● Provided records
__________________________________________________
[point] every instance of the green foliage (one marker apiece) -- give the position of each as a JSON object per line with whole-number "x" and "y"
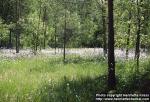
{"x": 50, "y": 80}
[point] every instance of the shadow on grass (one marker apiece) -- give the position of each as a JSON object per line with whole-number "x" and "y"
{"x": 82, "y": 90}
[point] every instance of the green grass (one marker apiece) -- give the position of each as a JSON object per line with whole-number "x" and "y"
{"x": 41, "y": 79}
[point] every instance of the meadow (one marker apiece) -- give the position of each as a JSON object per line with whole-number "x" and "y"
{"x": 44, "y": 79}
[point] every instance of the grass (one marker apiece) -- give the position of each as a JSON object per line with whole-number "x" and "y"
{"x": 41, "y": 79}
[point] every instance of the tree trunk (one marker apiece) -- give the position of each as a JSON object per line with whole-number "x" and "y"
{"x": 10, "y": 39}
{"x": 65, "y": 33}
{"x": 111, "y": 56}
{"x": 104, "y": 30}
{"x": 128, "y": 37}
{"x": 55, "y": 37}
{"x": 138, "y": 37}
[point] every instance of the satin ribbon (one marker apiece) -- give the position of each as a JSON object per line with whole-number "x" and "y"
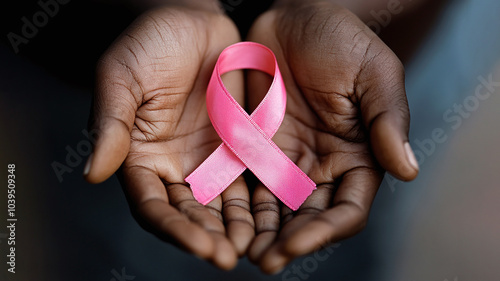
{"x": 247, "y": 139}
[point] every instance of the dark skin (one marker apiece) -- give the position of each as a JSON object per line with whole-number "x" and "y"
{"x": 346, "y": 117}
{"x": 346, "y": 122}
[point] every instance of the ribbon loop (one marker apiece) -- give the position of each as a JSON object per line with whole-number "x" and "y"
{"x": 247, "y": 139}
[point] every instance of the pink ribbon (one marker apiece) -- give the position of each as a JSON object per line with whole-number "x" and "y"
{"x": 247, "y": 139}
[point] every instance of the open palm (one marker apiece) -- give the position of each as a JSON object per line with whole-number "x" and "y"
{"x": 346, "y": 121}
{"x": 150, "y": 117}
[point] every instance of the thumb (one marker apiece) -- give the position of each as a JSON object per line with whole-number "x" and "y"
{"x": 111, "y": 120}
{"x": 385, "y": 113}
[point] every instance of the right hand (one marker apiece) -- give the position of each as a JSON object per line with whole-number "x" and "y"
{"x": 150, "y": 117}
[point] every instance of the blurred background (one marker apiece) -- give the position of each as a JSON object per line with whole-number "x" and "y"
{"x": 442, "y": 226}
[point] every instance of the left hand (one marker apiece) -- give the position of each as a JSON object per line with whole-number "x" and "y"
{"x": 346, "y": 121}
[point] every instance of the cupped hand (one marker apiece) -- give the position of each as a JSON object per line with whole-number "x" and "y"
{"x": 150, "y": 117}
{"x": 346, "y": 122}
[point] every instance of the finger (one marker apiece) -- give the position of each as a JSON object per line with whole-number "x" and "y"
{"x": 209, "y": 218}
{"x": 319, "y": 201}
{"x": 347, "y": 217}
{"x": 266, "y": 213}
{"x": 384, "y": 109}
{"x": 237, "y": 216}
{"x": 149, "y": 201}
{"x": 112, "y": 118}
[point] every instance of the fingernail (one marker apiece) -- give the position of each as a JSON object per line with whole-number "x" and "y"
__________________________________________________
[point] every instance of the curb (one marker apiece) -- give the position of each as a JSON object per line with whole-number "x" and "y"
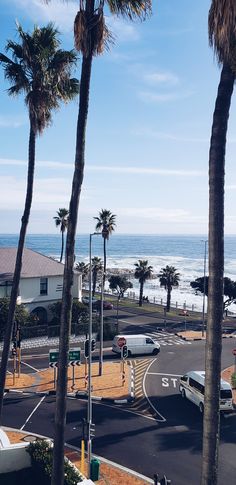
__________________________________________________
Reproduce exactly, and only, the part of the listing above that begins at the line with "[point] every instance of the finger (one" and goes on through the line with "[point] every instance of the fingernail".

[point] every instance of the finger (one marker apiece) -- give the position of each as a JSON object per line with whole-number "x" and "y"
{"x": 209, "y": 218}
{"x": 319, "y": 201}
{"x": 347, "y": 217}
{"x": 266, "y": 213}
{"x": 384, "y": 109}
{"x": 237, "y": 216}
{"x": 149, "y": 201}
{"x": 112, "y": 118}
[point] every instance of the fingernail (one marker apiece) -- give the position of each as a JSON object per line with whole-number "x" and "y"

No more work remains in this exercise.